> [Reading passage]
-------

Virginia House of Delegates:

  • Majority Leader Delegate Herring is currently the chief sponsor of the Reproductive Health Protection Act that passed on the House floor on Tuesday, January 28th. In 2019, she sponsored the Reproductive Freedom Act.
  • In 2019, Reproductive champion Delegate Kathy Tran was the co-sponsor of the Repro Equal Access Law, which sought to rollback medically unnecessary restrictions on abortion providers. 
  • In 2016, Delegate Jeion Ward carried the Repeal Ultrasound Requirement for Abortion bill, aimed to overturn anti-abortion restrictions, such as the forced ultrasound requirement.
  • In 2017, Delegate Kay Kory sponsored a bill to overturn the Targeted Restrictions on Abortion Provider (TRAP) laws that unfairly singled out abortion providers.
  • In 2020, Delegate Cia Price sponsored the Reproductive Health Equity Act which would ensure all Virginians, regardless of race, income, immigration status or gender identity have access to the full spectrum of reproductive health services.
  • In 2020, Delegate Watts sponsored the Birth Control Protection Act which defines birth control in the Virginia Legal Code. The legislation recently passed the House of Delegates and was introduced by Watts for the last four sessions and by other women in prior sessions. 

“Even when we did not have a pro-choice majority General Assembly, these reproductive health and rights champions in both the state Senate and House of Delegates refused to sit idly by while Virginian’s reproductive rights were being threatened,” said Tarina Keene, Executive Director of NARAL Pro-Choice Virginia. “Instead, these reproductive rights champions, sponsored trailblazing legislation, spoke out against anti-abortion restrictions, and made it clear that Virginians must have the ability to make their own reproductive healthcare decisions. Today, we thank them for boldly and consistently championing reproductive health and rights legislation, paving the way for 2020 to be the year the House and the state Senate finally voted to pass proactive reproductive rights legislation.”

-------

> [Data]

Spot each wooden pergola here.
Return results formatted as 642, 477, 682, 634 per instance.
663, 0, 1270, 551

-------

> [Exercise 1]
In the passage on reproductive rights legislators in the Virginia House of Delegates, rewrite the paragraph beginning "Even when we did not have a pro-choice majority" more concisely while keeping its main facts.
> [Exercise 2]
Echo, word for word, the part of the passage on Virginia reproductive rights legislators starting with "Virginia House of" and going on through "forced ultrasound requirement.".

> [Exercise result 1]
Tarina Keene, Executive Director of NARAL Pro-Choice Virginia, said that reproductive rights champions in both the state Senate and the House of Delegates did not stand by while reproductive rights were threatened, even without a pro-choice majority in the General Assembly. She said they sponsored trailblazing legislation, opposed anti-abortion restrictions, and insisted that Virginians must be able to make their own reproductive healthcare decisions. She thanked them for paving the way for 2020, the year both chambers finally voted to pass proactive reproductive rights legislation.

> [Exercise result 2]
Virginia House of Delegates:

  • Majority Leader Delegate Herring is currently the chief sponsor of the Reproductive Health Protection Act that passed on the House floor on Tuesday, January 28th. In 2019, she sponsored the Reproductive Freedom Act.
  • In 2019, Reproductive champion Delegate Kathy Tran was the co-sponsor of the Repro Equal Access Law, which sought to rollback medically unnecessary restrictions on abortion providers. 
  • In 2016, Delegate Jeion Ward carried the Repeal Ultrasound Requirement for Abortion bill, aimed to overturn anti-abortion restrictions, such as the forced ultrasound requirement.